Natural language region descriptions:
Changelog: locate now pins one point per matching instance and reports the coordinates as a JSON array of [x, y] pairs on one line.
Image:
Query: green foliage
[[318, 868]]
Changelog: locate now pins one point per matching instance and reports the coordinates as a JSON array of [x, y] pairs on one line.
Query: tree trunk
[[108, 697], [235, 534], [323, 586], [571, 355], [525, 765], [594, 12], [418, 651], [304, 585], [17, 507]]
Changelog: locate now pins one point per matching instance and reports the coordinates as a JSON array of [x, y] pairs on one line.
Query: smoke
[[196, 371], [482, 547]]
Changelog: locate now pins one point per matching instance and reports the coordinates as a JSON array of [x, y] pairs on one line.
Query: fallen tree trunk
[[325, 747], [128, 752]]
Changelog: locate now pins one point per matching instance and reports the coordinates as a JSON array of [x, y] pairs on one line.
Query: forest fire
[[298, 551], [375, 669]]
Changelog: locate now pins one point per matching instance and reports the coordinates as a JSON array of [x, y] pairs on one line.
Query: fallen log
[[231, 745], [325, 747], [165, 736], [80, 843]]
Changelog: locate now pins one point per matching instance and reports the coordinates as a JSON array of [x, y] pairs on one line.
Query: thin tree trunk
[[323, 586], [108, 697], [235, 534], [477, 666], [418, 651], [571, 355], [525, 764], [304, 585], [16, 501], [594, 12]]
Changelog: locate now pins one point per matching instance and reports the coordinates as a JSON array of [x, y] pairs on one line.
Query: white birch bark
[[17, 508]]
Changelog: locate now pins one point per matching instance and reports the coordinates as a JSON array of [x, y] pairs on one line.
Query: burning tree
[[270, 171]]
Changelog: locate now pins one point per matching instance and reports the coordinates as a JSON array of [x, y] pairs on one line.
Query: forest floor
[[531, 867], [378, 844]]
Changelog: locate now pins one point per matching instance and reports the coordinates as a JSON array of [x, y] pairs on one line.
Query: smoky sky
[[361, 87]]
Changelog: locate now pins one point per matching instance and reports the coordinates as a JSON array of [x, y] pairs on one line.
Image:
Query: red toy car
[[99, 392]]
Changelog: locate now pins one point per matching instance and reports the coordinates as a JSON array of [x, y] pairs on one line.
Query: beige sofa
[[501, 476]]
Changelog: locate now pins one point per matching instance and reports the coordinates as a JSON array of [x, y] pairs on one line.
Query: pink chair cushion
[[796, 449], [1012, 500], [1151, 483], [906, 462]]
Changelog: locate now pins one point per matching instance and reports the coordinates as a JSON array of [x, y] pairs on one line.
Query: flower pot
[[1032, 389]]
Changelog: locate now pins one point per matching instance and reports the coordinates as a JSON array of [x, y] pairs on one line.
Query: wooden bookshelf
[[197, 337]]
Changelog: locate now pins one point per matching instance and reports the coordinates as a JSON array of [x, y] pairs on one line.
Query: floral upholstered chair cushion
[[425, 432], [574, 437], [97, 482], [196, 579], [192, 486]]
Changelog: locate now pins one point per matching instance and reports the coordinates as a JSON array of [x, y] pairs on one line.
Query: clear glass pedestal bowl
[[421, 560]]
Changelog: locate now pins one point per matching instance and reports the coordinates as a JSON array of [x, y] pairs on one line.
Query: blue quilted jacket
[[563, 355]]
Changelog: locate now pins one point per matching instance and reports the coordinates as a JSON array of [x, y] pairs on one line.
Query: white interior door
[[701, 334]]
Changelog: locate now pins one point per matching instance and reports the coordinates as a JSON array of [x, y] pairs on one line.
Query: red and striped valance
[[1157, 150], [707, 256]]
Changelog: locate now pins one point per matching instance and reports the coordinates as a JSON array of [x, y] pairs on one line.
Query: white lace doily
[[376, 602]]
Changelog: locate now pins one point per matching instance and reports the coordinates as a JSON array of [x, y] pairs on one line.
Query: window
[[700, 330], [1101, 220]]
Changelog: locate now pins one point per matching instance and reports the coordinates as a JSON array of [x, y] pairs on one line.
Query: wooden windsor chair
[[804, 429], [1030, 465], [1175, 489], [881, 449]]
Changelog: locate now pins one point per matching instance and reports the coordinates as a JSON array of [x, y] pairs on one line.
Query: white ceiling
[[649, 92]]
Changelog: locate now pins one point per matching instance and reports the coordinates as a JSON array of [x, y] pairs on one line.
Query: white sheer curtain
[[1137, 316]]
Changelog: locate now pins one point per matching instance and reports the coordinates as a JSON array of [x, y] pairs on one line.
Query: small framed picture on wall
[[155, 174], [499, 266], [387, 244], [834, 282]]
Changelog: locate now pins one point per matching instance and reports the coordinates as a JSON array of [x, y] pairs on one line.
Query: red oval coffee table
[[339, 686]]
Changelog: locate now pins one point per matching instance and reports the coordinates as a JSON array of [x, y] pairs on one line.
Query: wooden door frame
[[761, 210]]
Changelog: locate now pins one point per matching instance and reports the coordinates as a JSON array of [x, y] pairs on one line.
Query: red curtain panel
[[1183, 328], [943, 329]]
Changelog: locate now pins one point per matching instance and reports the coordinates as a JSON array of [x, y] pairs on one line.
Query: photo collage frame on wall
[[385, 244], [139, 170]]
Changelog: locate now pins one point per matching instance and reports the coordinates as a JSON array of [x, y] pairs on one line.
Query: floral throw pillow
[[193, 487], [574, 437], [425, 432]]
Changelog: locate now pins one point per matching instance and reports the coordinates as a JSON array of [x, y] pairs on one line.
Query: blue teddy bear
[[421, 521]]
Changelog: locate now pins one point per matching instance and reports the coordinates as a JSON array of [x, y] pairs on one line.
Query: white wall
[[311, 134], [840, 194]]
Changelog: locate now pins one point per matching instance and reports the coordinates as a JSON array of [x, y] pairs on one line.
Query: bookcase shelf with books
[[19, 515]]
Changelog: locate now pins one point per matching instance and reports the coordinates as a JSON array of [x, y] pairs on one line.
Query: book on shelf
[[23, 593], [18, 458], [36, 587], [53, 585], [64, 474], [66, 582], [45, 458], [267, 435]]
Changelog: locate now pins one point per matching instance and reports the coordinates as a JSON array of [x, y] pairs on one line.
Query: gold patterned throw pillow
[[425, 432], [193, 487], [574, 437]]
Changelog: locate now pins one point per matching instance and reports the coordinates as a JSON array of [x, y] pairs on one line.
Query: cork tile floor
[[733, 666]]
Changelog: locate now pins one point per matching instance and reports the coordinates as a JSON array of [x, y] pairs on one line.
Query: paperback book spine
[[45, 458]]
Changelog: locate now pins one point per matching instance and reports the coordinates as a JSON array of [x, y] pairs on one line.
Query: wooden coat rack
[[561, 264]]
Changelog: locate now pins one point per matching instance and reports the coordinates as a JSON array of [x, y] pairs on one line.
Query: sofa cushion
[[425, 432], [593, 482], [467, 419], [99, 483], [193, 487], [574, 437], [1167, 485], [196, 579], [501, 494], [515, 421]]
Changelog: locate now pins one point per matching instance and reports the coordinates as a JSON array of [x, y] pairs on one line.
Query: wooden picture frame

_Your assignment:_ Your reply should consist of the records, copied exactly.

_Exercise output:_
Changelog: locate now pins one point per matching instance and reports the coordinates as a JSON array of [x, y] pairs on one line.
Image:
Query: green foliage
[[318, 868]]
Changelog: locate now pins one point per matching instance and reports the coordinates as a JSON array of [x, y] pairs on one line.
Query: tree trunk
[[108, 697], [235, 534], [323, 586], [571, 355], [525, 765], [594, 12], [418, 651], [304, 585], [17, 507]]
Changelog: locate now pins one point per matching instance and reports the coordinates as a JSON array of [x, y] pairs on one line.
Query: smoke
[[196, 371], [482, 547]]
Changelog: locate now pins one point per matching instance and reports the coordinates as a JSON array of [x, y] pairs on one line.
Query: fallen tree trunk
[[325, 747], [128, 752]]
Changelog: locate now pins one point per matching instance and reports the coordinates as a JSON array of [x, y] pairs on one line.
Query: forest fire
[[298, 551], [375, 669]]
Changelog: locate now pins one point per matching instance and reports the coordinates as a JSON array of [x, y] pairs on one line.
Query: fallen log
[[231, 745], [325, 747], [165, 736], [80, 843]]
Changelog: locate now pins one point per matching instance and reports the coordinates as a JSON array of [x, y] pairs on one line.
Query: thin tree trunk
[[323, 586], [108, 697], [235, 534], [477, 666], [418, 651], [571, 355], [525, 764], [304, 585], [16, 501], [594, 12]]
Changelog: locate now pins one point per matching instance and reports the coordinates as a JSON array of [x, y] pairs on one line.
Query: white birch bark
[[17, 508]]
Changelog: locate now pins one point per matching instance and reports the coordinates as a JSON array of [x, y] pairs on one line.
Query: burning tree
[[270, 171]]
Changelog: locate now pins one point per matching instance and reports the coordinates as a JSON array of [x, y] pairs on one line.
Query: forest floor
[[531, 867], [378, 844]]
Changelog: locate now pins one point per matching instance and reports the coordinates as a JSON array of [x, y] pairs on one line.
Query: smoky sky
[[361, 87]]
Changelog: locate now pins one point per matching instance and reports the coordinates as a JSON array of [x, y] pairs on one line.
Image:
Query: red toy car
[[99, 392]]
Changelog: locate now pins one point per matching instance and reports the coordinates as a JSON array of [x, y] pairs on one line.
Query: beige sofa
[[501, 476]]
Changelog: locate now pins one point per matching instance and reports the coordinates as a JSON array of [x, y] pairs on one line.
Query: pink chair cushion
[[796, 449], [1012, 500], [1151, 483], [906, 462]]
Changelog: locate now pins one point per matching instance and reports the coordinates as a JSON array of [x, y] pairs on one line.
Query: flower pot
[[1032, 389]]
Changelog: locate now pins one point per matching instance and reports the coordinates as a JSON array of [x, y] pairs on one line.
Query: wooden bookshelf
[[197, 337]]
Changelog: locate now pins one point per matching instance and reports the coordinates as a JSON array of [x, y] pairs on one line.
Query: floral upholstered chair cushion
[[425, 432], [574, 437], [97, 482], [196, 579], [192, 486]]
Changelog: locate now pins one point per matching instance and reports the coordinates as a JSON array of [x, y] pairs on one line.
Query: clear glass pedestal bowl
[[421, 560]]
Changelog: locate now pins one point per matching instance and reports the coordinates as a JSON array of [x, y] pairs on one line.
Query: blue quilted jacket
[[563, 355]]
Changelog: locate now pins one point per matching instance and reports the coordinates as a JSON array of [x, y] pairs on one line.
Query: white interior door
[[701, 334]]
Changelog: locate now pins one point per matching instance and reports the coordinates as a JSON array of [x, y] pairs on one line.
Query: red and striped valance
[[1157, 150], [707, 256]]
Changelog: locate now pins one point per matching instance and reports the coordinates as a JSON array of [x, y] pairs on one line.
Query: white lace doily
[[376, 602]]
Changelog: locate now pins one point per matching instance and reports the coordinates as a JSON array of [x, y] pairs on one line.
Query: window
[[700, 330], [1101, 220]]
Changelog: locate now pins one point per matching instance and reports the coordinates as a JSON array of [x, y] pairs on one line.
Query: wooden windsor chair
[[804, 429], [1030, 465], [1175, 489], [881, 449]]
Changelog: locate now pins one point per matching instance and reports the coordinates as a JSON array of [x, y] pairs on one line.
Query: white ceiling
[[649, 92]]
Changelog: locate now pins one point per matching instance and reports the coordinates as a JSON array of [x, y] pairs on one line.
Query: white sheer curtain
[[1137, 316]]
Changelog: locate now pins one point per matching instance and reports the coordinates as a JSON array of [x, y] pairs on one line.
Query: small framed picture on wall
[[155, 174], [499, 266], [387, 244], [834, 282]]
Changelog: locate now pins one point per matching instance and reports the coordinates as a JSON array of [x, y] pairs on one line.
Query: red oval coffee table
[[339, 686]]
Changelog: locate now pins one point per matching instance and reports the coordinates as a JSON array of [x, y] pairs on one line.
Query: wooden door frame
[[761, 210]]
Changelog: locate now pins one point per matching instance and reports the coordinates as a JSON array of [x, y] pairs on one line.
Query: red curtain panel
[[1183, 328], [943, 329]]
Changelog: locate now pins one point per matching instance and reports the coordinates as a JSON array of [x, y] pairs on one line.
Query: photo collage frame on wall
[[385, 244], [139, 170]]
Changelog: locate now pins one point per matching instance and reports the coordinates as a JSON array of [x, y] pairs on one line.
Query: floral throw pillow
[[193, 487], [574, 437], [425, 432]]
Changelog: locate now pins one point per matching instance and reports the coordinates as a JSON array of [x, y] pairs on one line.
Query: blue teddy bear
[[421, 521]]
Changelog: locate now pins one point per matching instance and reports the coordinates as a JSON array of [x, y] pairs on one line.
Query: white wall
[[311, 134], [840, 194]]
Changelog: locate now pins one point per matching instance and reports the coordinates as a JSON array of [x, y] pairs on one line.
Query: bookcase shelf with books
[[19, 515]]
Changelog: locate now pins one point per matching instance and reports the coordinates as a JSON array of [x, y] pairs on one line.
Query: book on shelf
[[23, 593], [18, 458], [36, 587], [53, 585], [64, 474], [66, 582], [45, 458], [267, 435]]
Changelog: locate now pins one point per matching instance and reports the coordinates as a JSON array of [x, y] pairs on one line.
Query: gold patterned throw pillow
[[425, 432], [193, 487], [574, 437]]
Changelog: locate now pins one point per matching instance and reports the coordinates as a JSON array of [x, y] pairs on one line.
Query: cork tile floor
[[733, 666]]
Changelog: locate now pins one point per matching instance and reports the coordinates as a JSON array of [x, y] pairs on one line.
Query: paperback book spine
[[45, 458]]
Changelog: locate now pins one point per matching instance and reports the coordinates as a JSON array of [x, y] pairs on one line.
Query: wooden coat rack
[[561, 264]]
Changelog: locate now pins one point per matching instance and reports the coordinates as a JSON array of [x, y] pairs on one line.
Query: sofa cushion
[[425, 432], [593, 482], [467, 419], [99, 483], [193, 487], [574, 437], [1167, 485], [196, 579], [501, 494], [515, 421]]
Changelog: locate now pins one point per matching instance and reports the coordinates as a JSON array of [x, y] pairs on one line.
Query: wooden picture frame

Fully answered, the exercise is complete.